__SELECTION__:
☆ ☆ ☆ ☆ ☆
Twelve Fortune-Tellers
Week of Monday, June 3, 2002
When I became a Christian the summer after my junior year in high
school, I remember reading a book that the
New York Times called “the
number one non-fiction bestseller of the 1970s.” The book, which even
today still carries that blurb, was by Hal Lindsey and was called The Late
Great Planet Earth. First released in 1970, today it has sold over
15 million copies. Unfortunately, for many people like me it was their
introduction to the world of Biblical prophets and prophecy. I say
“unfortunately” because although the book fostered my spiritual enthusiasm
and zeal, it retarded whatever Christian enlightenment I might have gained
on such an important part of my Christian discipleship.
I know I am not alone, too. Even today far too many Christians
listen to those who purvey Biblical prophecy as an exotic, arcane and
alarmist connect-the-dots form of prognostication. Harold Camping is a
fine example of how the merely goofy (he predicted that Christ would
return on September 6, 1994) can quickly morph into the truly dangerous
(he now urges Christians to leave their churches and listen to his Family
Radio for their spiritual sustenance).
The Biblical tradition of the prophets is a far different matter
than Lindsey, Camping and their kin would have it. In my next twelve
essays I want to explore what the twelve Minor Prophets of the Old
Testament might speak to us today.
When you look at your Old Testament you discover that it contains
four books known as the Major Prophets (Isaiah, Jeremiah, Ezekiel and
Daniel)—major because of their size. Then the last twelve books of the
Old Testament comprise what since about the fifth century Christians have
called the Minor Prophets. The Hebrew rabbis referred to these books
simply as The Twelve, and it is probable that they existed as a single
book so that none of these very brief treatises would be lost. These
seers ministered to Israel across a 400 year period, from about the ninth
to the fifth centuries BC.
A prophet was a person with a specific call from Yahweh. One dared
not appoint himself to the task, and, in fact, to do so was a clear sign
of a false prophet, one who called himself to the task and spoke his own
vain imaginations rather than a true word from God. Some of the prophets
were prominent statesmen with remarkable literary skills; others like
Amos, who claimed to be a farmer and not a prophet, were simple people
from small towns called to a divine task.
It's true that part of the prophetic task involved prediction,
foretelling, or telling the future in some sense. When you read the book
of Matthew, for example, he repeatedly prefaces his quotations of the Old
Testament by using the phrase “that it might be fulfilled,” indicating
some clear connection between the Old Testament predictions and their
fulfillment in the Christ event. Or again, in the last chapter of Luke
Jesus appears as a stranger to two disciples on the road to Emmaus. Noting
their confusion about all that had happened, “beginning with Moses and all
the Prophets, he explained to them what was said in all the Scriptures
concerning himself” (Luke 24:27). One of the fascinating and frustrating
aspects of Old Testament prophecy in this sense of “foretelling” the
future is untangling whether and when the prophets were referring to the
first or second advent of Christ. At any rate, perhaps the chief role
that prophecy in this sense serves us today is captured by Peter. If all
these events are to unfold as Christians believe, “you ought to live holy
and godly lives as you look forward to the day of God and speed its
coming” (2 Peter 3:11–12). The parables of Matthew 24–25 put it even more
crisply: be ready, be faithful.
☆ ☆ ☆ ☆ ☆
Extract the part of the Minor Prophets essay between "I know I am" and "to us today.", inclusive, copying it word for word. The listing is separate material from the Minor Prophets essay.

__GIVEN MATERIAL__:
☆ ☆ ☆ ☆ ☆
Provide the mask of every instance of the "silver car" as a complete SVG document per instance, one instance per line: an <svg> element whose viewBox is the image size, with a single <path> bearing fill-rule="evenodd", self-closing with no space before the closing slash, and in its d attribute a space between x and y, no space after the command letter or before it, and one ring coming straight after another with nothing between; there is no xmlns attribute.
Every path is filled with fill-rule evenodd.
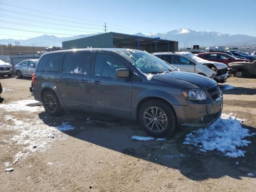
<svg viewBox="0 0 256 192"><path fill-rule="evenodd" d="M28 59L22 61L14 66L14 74L16 74L18 78L21 78L23 76L32 76L38 61L38 59Z"/></svg>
☆ ☆ ☆ ☆ ☆
__FINAL ANSWER__:
I know I am not alone, too. Even today far too many Christians
listen to those who purvey Biblical prophecy as an exotic, arcane and
alarmist connect-the-dots form of prognostication. Harold Camping is a
fine example of how the merely goofy (he predicted that Christ would
return on September 6, 1994) can quickly morph into the truly dangerous
(he now urges Christians to leave their churches and listen to his Family
Radio for their spiritual sustenance).
The Biblical tradition of the prophets is a far different matter
than Lindsey, Camping and their kin would have it. In my next twelve
essays I want to explore what the twelve Minor Prophets of the Old
Testament might speak to us today.